- _AIM_
Pull out every line of the material below that contains the word "brick", matching its capitalization exactly.

------------------------------------------------

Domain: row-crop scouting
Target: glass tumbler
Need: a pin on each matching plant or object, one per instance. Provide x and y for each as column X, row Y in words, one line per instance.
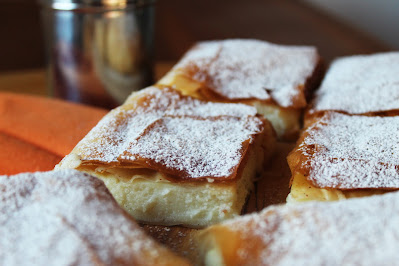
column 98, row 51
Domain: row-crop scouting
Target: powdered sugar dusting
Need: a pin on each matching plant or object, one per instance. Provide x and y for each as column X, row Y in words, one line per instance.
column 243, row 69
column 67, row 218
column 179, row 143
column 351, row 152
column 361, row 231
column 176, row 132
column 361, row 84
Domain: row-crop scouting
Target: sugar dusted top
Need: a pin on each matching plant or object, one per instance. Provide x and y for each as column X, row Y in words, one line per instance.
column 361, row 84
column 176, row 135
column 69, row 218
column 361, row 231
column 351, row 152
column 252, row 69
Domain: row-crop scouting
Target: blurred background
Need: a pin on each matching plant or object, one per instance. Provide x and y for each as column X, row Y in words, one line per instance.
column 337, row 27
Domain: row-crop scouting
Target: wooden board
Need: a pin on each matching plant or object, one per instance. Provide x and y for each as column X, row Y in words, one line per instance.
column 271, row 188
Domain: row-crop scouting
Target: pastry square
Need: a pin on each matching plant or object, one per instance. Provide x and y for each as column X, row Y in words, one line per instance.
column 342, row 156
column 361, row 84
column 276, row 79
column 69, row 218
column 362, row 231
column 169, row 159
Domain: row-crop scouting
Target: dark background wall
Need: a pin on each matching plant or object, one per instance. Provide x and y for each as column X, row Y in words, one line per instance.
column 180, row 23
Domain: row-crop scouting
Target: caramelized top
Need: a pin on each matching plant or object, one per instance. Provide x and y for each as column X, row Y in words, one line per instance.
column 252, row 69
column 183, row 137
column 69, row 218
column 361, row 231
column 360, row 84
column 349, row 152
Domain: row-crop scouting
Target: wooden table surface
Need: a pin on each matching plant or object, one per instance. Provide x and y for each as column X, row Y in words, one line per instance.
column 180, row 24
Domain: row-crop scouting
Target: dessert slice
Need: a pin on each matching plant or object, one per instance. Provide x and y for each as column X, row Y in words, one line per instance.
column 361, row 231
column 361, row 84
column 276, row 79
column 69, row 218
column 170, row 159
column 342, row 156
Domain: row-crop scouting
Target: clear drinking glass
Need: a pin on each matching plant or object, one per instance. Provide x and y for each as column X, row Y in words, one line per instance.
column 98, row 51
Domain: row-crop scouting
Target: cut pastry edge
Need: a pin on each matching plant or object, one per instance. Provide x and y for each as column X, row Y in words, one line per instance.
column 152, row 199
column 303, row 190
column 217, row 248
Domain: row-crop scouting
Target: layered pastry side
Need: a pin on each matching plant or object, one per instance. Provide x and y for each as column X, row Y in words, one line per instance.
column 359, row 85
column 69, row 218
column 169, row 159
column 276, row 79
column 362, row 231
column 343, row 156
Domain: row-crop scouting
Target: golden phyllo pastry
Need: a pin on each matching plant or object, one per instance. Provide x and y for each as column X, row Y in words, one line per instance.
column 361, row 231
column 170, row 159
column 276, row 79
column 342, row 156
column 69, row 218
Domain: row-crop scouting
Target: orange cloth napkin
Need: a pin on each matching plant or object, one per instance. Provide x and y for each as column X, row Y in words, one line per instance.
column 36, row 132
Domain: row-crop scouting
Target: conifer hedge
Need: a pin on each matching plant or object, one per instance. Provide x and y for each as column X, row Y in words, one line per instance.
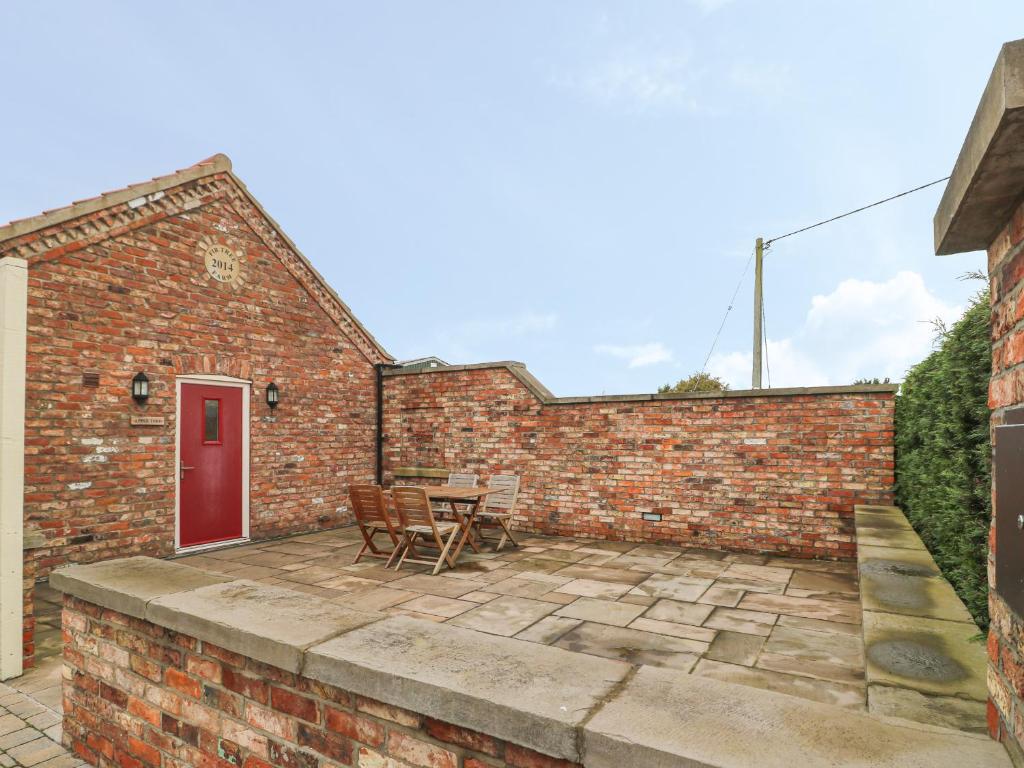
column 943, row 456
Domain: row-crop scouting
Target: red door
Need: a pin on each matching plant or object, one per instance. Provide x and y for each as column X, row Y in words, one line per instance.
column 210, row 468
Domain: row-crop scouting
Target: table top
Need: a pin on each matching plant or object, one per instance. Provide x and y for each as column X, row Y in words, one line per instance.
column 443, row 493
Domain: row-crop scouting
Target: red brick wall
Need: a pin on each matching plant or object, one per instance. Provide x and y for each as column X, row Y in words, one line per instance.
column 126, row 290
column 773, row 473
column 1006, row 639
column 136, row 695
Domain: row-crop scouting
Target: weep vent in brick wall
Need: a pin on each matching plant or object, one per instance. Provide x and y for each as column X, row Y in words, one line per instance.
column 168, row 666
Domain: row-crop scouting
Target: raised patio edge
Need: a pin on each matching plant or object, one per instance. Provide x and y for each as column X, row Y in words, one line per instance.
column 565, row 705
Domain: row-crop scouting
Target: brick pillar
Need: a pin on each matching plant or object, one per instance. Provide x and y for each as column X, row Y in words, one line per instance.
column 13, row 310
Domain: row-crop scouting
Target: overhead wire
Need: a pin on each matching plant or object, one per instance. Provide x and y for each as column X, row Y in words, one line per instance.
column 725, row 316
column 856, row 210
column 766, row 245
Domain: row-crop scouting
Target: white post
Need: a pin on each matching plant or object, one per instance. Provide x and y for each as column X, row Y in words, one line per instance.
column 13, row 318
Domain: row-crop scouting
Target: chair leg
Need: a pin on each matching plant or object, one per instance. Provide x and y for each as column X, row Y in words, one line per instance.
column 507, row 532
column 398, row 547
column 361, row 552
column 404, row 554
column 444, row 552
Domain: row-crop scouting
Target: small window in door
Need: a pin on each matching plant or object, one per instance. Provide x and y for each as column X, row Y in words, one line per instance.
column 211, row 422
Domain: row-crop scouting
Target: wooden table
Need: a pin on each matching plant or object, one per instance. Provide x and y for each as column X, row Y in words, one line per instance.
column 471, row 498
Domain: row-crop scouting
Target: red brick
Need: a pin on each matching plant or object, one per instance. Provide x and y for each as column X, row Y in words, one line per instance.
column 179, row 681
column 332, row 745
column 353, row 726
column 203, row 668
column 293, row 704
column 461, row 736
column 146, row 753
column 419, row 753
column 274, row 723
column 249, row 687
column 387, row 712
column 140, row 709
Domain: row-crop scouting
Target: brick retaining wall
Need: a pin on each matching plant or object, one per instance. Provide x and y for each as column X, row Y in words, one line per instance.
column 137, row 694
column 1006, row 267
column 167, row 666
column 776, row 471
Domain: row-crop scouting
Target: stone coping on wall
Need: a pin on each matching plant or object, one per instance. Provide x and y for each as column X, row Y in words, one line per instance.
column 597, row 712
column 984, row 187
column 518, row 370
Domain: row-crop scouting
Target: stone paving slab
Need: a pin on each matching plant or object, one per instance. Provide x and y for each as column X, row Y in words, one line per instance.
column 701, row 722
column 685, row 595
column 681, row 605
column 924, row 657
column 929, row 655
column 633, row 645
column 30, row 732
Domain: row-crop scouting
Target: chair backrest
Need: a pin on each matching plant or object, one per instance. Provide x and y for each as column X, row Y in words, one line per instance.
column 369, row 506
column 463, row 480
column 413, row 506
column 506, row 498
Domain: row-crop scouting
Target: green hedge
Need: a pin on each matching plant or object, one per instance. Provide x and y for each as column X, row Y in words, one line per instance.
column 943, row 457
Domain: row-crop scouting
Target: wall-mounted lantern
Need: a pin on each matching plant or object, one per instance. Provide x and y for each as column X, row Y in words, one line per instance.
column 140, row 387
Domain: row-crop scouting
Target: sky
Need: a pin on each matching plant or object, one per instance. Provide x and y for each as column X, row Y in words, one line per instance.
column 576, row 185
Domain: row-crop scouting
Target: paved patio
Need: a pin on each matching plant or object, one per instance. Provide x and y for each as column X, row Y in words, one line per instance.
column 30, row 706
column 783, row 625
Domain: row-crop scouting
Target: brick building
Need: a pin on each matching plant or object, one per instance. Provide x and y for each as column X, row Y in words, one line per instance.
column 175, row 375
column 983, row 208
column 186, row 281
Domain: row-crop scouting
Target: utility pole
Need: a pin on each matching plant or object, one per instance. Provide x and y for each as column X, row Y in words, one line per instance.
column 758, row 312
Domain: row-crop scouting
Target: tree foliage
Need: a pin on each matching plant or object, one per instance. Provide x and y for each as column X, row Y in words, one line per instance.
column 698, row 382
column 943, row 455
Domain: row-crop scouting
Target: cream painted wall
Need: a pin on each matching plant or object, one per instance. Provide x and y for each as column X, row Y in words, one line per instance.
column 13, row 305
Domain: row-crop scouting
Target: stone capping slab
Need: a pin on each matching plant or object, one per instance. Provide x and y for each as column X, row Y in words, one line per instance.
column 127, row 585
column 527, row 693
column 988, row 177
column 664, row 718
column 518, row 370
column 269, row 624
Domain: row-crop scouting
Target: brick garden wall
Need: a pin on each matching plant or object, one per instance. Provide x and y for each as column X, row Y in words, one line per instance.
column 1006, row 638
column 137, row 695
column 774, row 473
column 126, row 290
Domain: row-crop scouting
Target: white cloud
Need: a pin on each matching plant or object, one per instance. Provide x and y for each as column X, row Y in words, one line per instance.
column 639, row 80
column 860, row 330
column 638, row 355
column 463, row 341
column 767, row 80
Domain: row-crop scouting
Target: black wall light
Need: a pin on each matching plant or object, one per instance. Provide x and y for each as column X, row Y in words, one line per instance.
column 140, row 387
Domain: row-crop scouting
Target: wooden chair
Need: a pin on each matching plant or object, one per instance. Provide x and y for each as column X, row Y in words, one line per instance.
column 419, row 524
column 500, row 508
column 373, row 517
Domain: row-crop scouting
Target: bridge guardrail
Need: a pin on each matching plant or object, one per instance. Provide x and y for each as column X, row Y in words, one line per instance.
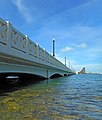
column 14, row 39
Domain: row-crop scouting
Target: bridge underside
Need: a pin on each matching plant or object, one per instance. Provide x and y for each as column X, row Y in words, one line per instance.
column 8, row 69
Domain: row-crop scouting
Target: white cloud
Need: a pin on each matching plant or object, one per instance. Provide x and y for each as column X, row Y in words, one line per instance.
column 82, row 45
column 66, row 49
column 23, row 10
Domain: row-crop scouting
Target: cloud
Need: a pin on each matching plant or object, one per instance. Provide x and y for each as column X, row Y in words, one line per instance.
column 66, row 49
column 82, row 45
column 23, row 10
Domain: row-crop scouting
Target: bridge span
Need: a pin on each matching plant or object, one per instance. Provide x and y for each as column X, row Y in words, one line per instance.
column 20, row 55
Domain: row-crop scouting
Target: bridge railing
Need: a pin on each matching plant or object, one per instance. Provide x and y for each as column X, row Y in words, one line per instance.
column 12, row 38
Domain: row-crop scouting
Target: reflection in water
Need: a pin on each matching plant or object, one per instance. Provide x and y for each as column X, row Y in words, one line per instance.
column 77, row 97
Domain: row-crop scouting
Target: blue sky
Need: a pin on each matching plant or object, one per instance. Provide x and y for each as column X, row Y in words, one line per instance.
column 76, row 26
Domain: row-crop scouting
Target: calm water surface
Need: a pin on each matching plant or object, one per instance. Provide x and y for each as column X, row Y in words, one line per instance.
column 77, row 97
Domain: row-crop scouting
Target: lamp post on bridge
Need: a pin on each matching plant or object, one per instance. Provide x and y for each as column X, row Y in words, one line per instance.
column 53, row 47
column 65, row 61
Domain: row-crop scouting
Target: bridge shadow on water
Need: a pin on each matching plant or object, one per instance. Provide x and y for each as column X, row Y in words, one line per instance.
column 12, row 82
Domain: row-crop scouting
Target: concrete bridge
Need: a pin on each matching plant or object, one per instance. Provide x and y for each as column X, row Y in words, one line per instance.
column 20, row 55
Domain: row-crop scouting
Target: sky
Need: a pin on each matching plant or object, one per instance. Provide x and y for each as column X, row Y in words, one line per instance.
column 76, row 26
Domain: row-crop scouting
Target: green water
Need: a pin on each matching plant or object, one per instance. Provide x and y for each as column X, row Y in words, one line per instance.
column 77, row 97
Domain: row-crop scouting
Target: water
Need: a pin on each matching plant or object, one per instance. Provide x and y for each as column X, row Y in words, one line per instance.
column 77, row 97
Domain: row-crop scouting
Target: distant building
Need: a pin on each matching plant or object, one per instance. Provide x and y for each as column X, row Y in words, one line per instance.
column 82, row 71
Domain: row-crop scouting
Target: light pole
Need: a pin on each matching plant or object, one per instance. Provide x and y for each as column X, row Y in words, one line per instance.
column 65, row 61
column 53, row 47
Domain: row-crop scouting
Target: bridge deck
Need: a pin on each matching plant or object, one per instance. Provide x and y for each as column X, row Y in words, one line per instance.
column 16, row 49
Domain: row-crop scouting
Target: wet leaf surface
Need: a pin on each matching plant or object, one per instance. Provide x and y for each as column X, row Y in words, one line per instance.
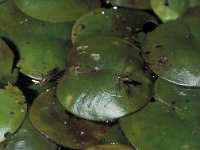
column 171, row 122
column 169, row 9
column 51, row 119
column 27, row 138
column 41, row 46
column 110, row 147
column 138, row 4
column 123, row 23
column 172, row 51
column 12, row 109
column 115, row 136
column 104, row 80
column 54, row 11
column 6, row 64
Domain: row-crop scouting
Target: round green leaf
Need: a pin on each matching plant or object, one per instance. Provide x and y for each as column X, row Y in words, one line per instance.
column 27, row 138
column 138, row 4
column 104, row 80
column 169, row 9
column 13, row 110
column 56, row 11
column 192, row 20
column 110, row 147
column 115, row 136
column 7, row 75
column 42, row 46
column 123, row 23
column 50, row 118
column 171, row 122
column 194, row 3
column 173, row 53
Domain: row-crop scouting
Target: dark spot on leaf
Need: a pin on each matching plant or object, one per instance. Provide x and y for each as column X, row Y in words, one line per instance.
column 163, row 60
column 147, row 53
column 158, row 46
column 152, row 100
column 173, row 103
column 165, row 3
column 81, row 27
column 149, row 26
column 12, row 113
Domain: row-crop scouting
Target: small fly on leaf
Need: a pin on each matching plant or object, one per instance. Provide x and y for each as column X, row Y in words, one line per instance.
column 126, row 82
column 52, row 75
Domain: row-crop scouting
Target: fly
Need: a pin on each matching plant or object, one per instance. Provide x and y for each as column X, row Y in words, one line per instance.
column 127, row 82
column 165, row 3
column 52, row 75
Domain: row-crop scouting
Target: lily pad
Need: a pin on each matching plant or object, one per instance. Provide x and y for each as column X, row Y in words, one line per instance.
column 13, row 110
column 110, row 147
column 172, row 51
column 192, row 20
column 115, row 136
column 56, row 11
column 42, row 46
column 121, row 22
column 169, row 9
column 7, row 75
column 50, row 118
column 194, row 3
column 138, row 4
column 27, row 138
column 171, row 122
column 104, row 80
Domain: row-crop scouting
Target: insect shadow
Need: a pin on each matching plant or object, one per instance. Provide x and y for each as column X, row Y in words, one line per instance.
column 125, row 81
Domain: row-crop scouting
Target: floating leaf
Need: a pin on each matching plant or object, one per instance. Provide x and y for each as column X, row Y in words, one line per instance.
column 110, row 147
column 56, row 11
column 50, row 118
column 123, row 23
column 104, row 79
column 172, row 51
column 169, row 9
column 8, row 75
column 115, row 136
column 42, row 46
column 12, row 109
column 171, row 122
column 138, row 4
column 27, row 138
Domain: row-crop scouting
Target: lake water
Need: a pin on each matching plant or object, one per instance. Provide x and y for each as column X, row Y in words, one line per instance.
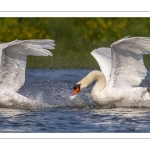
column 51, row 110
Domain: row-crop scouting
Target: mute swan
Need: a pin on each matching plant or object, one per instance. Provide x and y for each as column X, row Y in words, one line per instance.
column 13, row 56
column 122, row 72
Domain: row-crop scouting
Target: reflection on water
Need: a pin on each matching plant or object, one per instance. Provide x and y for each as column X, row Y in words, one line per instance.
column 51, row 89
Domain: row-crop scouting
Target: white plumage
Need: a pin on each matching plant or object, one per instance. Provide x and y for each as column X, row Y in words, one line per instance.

------------------------------------------------

- _RESPONSE_
Target: red brick wall
Target: weep vent in brick wall
Target: brick pillar
Target: red brick
Target: brick retaining wall
Target: brick building
Target: brick garden wall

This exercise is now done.